Data provided:
============================================================
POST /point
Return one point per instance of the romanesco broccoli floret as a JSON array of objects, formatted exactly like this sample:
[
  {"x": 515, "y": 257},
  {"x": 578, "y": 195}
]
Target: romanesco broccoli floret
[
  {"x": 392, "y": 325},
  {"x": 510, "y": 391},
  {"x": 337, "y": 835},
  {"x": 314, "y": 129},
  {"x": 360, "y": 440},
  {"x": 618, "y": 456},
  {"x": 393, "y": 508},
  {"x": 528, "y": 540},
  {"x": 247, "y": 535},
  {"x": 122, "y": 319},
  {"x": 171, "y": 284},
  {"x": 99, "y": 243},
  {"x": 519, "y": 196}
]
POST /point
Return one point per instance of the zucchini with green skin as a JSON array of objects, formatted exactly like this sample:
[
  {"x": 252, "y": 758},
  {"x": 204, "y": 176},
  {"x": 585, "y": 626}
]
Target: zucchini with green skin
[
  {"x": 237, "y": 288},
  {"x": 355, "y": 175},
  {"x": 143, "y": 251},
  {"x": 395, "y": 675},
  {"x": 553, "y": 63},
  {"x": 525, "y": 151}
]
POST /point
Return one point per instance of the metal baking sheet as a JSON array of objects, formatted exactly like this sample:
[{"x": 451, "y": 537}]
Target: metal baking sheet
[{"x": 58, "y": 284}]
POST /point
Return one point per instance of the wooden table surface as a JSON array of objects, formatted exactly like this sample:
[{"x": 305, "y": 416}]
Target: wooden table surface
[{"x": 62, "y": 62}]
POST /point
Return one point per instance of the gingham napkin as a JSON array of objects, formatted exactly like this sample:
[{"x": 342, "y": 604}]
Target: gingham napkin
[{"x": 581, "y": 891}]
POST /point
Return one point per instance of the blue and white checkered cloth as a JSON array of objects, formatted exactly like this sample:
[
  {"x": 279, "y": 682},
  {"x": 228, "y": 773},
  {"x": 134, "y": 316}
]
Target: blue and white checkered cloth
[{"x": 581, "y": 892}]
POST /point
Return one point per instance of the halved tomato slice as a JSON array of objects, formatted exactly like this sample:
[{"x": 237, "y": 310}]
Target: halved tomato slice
============================================================
Reproduce all of the material above word for word.

Result of the task:
POST /point
Return one point per instance of the romanesco broccoli floret as a JSON array of objects, formatted exactly like this sample:
[
  {"x": 515, "y": 257},
  {"x": 578, "y": 195}
]
Target: romanesco broccoli floret
[
  {"x": 392, "y": 325},
  {"x": 510, "y": 391},
  {"x": 337, "y": 835},
  {"x": 314, "y": 129},
  {"x": 360, "y": 440},
  {"x": 618, "y": 456},
  {"x": 393, "y": 508},
  {"x": 528, "y": 540},
  {"x": 247, "y": 535},
  {"x": 122, "y": 319},
  {"x": 171, "y": 284},
  {"x": 99, "y": 243},
  {"x": 519, "y": 196}
]
POST /point
Return one point per instance of the zucchini with green skin as a JSON array of objects, formatted exactly like this sample:
[
  {"x": 252, "y": 758},
  {"x": 204, "y": 176},
  {"x": 585, "y": 626}
]
Target: zucchini with green skin
[
  {"x": 237, "y": 288},
  {"x": 355, "y": 175},
  {"x": 143, "y": 251},
  {"x": 395, "y": 675},
  {"x": 553, "y": 63},
  {"x": 525, "y": 151}
]
POST /point
Return one point per instance of the metal baking sheet as a JSON array of objects, formatted exactly like this sample:
[{"x": 451, "y": 537}]
Target: metal baking sheet
[{"x": 58, "y": 284}]
POST /point
Return one point per instance of the wooden table surface as a JSON array of objects, formatted exactly like this sample:
[{"x": 305, "y": 416}]
Target: wooden table surface
[{"x": 62, "y": 62}]
POST /point
Return one point per instance of the gingham napkin as a JSON array of objects, formatted exactly like this sample:
[{"x": 342, "y": 604}]
Target: gingham napkin
[{"x": 581, "y": 891}]
POST /point
Return one point per instance of the blue and white checkered cloth as a JSON array of objects, formatted exactly like this sample:
[
  {"x": 279, "y": 682},
  {"x": 228, "y": 773},
  {"x": 134, "y": 316}
]
Target: blue and white checkered cloth
[{"x": 581, "y": 892}]
POST /point
Return one point per instance of the halved tomato slice as a JSON array of objects, formatted exactly like this sample:
[{"x": 237, "y": 310}]
Target: halved tomato slice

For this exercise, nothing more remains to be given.